(Stored data entries)
· · ·
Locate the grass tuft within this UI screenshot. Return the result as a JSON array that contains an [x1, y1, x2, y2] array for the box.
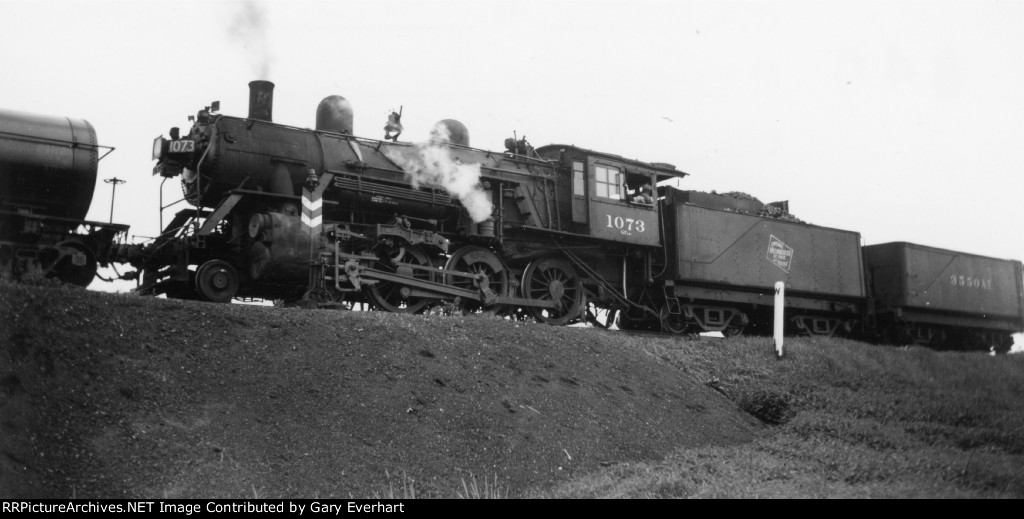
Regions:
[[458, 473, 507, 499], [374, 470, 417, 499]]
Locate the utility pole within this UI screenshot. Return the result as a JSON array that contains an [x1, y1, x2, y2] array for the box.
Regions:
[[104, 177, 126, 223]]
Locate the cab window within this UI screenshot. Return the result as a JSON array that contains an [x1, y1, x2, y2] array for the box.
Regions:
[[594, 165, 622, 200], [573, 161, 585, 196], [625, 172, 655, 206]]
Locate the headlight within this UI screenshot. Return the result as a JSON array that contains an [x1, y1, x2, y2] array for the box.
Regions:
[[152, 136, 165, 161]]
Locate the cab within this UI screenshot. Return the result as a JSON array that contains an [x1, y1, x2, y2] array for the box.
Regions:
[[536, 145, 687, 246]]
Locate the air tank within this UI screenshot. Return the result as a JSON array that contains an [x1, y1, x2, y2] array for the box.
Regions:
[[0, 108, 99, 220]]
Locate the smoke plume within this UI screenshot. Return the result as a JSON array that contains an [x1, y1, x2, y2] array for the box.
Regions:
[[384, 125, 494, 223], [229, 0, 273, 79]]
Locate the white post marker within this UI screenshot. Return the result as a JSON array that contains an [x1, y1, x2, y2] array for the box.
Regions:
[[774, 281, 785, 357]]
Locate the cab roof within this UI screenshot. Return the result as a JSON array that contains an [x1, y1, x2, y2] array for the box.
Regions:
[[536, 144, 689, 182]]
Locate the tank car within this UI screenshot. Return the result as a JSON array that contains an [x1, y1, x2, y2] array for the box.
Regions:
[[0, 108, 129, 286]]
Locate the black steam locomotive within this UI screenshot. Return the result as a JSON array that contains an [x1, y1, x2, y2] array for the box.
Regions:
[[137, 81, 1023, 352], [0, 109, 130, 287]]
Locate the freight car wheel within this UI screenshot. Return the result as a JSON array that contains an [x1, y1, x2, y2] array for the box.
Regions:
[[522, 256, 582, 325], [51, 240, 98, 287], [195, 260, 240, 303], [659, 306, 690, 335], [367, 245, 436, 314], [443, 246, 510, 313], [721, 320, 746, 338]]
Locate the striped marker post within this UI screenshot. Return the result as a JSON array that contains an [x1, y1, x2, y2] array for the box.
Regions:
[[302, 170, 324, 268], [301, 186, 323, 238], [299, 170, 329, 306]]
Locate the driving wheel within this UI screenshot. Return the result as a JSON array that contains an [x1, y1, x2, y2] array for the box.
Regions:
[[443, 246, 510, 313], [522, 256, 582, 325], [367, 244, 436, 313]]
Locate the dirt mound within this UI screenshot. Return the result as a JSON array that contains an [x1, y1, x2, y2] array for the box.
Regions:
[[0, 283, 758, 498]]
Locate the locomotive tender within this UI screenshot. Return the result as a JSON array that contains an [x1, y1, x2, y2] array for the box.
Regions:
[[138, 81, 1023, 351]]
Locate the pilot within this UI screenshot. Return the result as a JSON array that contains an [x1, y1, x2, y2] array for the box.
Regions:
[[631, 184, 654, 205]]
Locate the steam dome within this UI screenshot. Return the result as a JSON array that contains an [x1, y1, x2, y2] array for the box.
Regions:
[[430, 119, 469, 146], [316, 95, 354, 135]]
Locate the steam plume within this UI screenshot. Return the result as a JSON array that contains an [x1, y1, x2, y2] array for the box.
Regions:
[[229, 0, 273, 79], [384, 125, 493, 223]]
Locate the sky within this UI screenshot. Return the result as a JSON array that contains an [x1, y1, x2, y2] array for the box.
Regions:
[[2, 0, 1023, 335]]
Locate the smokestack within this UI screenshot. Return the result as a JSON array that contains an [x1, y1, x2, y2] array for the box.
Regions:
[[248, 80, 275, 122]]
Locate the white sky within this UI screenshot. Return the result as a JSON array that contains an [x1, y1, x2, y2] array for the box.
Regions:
· · ·
_EXERCISE_
Pull out every line of the records above that contains the word "post".

_EXERCISE ANSWER_
Locate the white post marker within this UI screenshot. Return the result as a JSON array that contains an [x1, y1, x2, y2] array for the box.
Locate the striped marker post within this UI screenshot. Return the result as a JSON array that contains an [x1, y1, x2, y2] array for the box.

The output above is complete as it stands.